▶ **EXERCISE REQUIREMENTS**: Could you copy every one of the rows below, character for character, without changing anything?

_ _ _ _ _

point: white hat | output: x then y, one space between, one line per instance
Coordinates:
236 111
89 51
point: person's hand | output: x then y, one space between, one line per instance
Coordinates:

_ _ _ _ _

▶ **REPLY TO THE EXERCISE**:
point: white hat | output: x then y, one space between, one line per instance
Coordinates:
236 111
89 51
point: person's hand | output: x then y, one space between, one line per instance
Coordinates:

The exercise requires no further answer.